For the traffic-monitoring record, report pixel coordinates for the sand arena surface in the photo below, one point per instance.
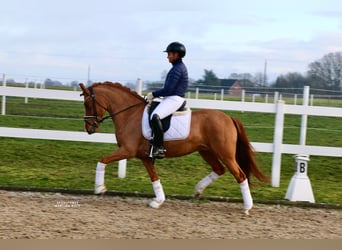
(55, 216)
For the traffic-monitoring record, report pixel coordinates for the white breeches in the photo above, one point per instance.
(167, 106)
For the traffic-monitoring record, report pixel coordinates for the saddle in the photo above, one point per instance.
(167, 120)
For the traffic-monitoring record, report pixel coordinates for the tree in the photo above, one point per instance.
(326, 72)
(209, 78)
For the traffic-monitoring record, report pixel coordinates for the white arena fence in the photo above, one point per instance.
(277, 147)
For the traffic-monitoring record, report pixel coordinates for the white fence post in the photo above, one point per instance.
(300, 187)
(26, 98)
(243, 93)
(3, 106)
(277, 143)
(276, 97)
(122, 168)
(138, 87)
(304, 121)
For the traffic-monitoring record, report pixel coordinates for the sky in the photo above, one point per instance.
(122, 41)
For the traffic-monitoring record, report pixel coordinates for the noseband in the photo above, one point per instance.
(95, 116)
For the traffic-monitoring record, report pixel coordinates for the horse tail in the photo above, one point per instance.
(245, 154)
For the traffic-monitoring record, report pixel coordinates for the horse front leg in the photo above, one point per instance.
(156, 185)
(120, 154)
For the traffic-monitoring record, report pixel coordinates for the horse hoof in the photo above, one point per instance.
(100, 189)
(155, 203)
(197, 196)
(246, 211)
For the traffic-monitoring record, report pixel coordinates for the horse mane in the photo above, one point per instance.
(118, 85)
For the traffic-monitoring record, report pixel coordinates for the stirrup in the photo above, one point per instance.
(159, 153)
(156, 152)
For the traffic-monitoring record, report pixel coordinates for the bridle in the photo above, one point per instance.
(95, 115)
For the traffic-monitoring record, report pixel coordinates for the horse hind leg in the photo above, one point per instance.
(156, 184)
(241, 178)
(218, 170)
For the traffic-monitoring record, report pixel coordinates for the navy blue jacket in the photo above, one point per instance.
(176, 81)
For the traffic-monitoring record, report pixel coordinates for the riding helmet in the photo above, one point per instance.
(176, 47)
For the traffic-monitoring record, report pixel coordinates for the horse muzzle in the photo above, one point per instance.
(91, 127)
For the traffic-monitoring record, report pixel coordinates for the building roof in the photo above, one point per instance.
(227, 82)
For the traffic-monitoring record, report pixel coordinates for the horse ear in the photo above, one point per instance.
(84, 89)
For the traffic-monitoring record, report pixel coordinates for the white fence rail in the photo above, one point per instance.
(277, 147)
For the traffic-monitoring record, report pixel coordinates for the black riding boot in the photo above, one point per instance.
(158, 137)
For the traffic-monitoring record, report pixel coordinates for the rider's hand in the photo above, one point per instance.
(149, 97)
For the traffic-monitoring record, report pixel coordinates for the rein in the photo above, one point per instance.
(94, 101)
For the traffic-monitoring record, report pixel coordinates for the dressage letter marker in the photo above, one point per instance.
(300, 186)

**Task to complete:** Write out the data above in full and exactly, but not the pictures.

**Task answer:**
For the traffic-monitoring record, report pixel coordinates for the sand arena surface in the photo below, one point per instance.
(55, 216)
For the traffic-monitoring record, report pixel coordinates for the white breeches in the photo above, one point per instance.
(167, 106)
For the traffic-monitoring record, report pixel coordinates for the saddle in the photo above, one point per instance.
(167, 120)
For the traffic-monitoring record, report pixel coordinates for the tree in the photo above, one point per instance.
(326, 72)
(209, 78)
For the traffic-monitoring record, report pixel coordinates for the white arena fence in the photo above, one point per instance.
(277, 147)
For the traffic-monitoring record, report pixel coordinates for the white fence post in the photo above, one point per instance.
(300, 187)
(26, 98)
(243, 93)
(3, 106)
(277, 143)
(276, 97)
(122, 168)
(138, 87)
(304, 121)
For the traffic-monitoring record, report pixel coordinates for the sky in the photo above, one point per instance.
(122, 41)
For the traffic-monitoring record, report pixel coordinates for the noseband in the photo above, one point per instance.
(95, 116)
For the traffic-monitoring record, report pixel coordinates for the horse tail in the photo above, one point per instance.
(245, 154)
For the traffic-monitoring record, report pixel coordinates for the horse front leg in the photo above, one point per instance.
(156, 185)
(120, 154)
For the traffic-monitoring record, report pixel coordinates for the horse hoof in the photo above, one point per instance.
(100, 189)
(155, 203)
(197, 196)
(246, 211)
For the traffic-monitoring record, report pixel coordinates for the horse mane in the photo above, one point per instance.
(118, 85)
For the traffic-monitoring record, report pixel coordinates for the stirrup in the photo above, one point per instance.
(159, 153)
(156, 152)
For the traffic-monitoring record, report pixel coordinates for the bridle in the photo above, one point per instance.
(95, 115)
For the traffic-monitoring record, report pixel coordinates for the horse hind leg in the photo above, one point per instance.
(156, 184)
(241, 178)
(218, 170)
For the traffic-monitoring record, report pixel coordinates for the navy blue jacket in the photo above, one point per instance.
(176, 81)
For the traffic-monitoring record, report pixel coordinates for the riding helmet in the photo above, one point per instance.
(176, 47)
For the traffic-monitoring record, report pixel coordinates for the horse muzzle in the photo above, one point per instance.
(91, 127)
For the traffic-monitoring record, report pixel coordinates for the building roof in the photo above, one point per instance.
(227, 82)
For the traffic-monitoring record, report pixel coordinates for the horse ear in the photo above, one point per instance.
(84, 89)
For the traffic-monitoring record, report pixel coordinates for the white fence rail in the photo above, one point per instance.
(277, 147)
For the traffic-monitoring record, report pixel coordinates for the black riding boot in the photo above, one point per instance.
(158, 137)
For the traffic-monitoring record, report pixel coordinates for the rider's hand in the photo above, one point per instance.
(149, 97)
For the traffic-monitoring record, report pixel coordinates for the rein in the photo above, one point per instance.
(94, 101)
For the traffic-monitoring record, report pixel coordinates for the dressage letter marker in the photo above, one point per instance.
(300, 186)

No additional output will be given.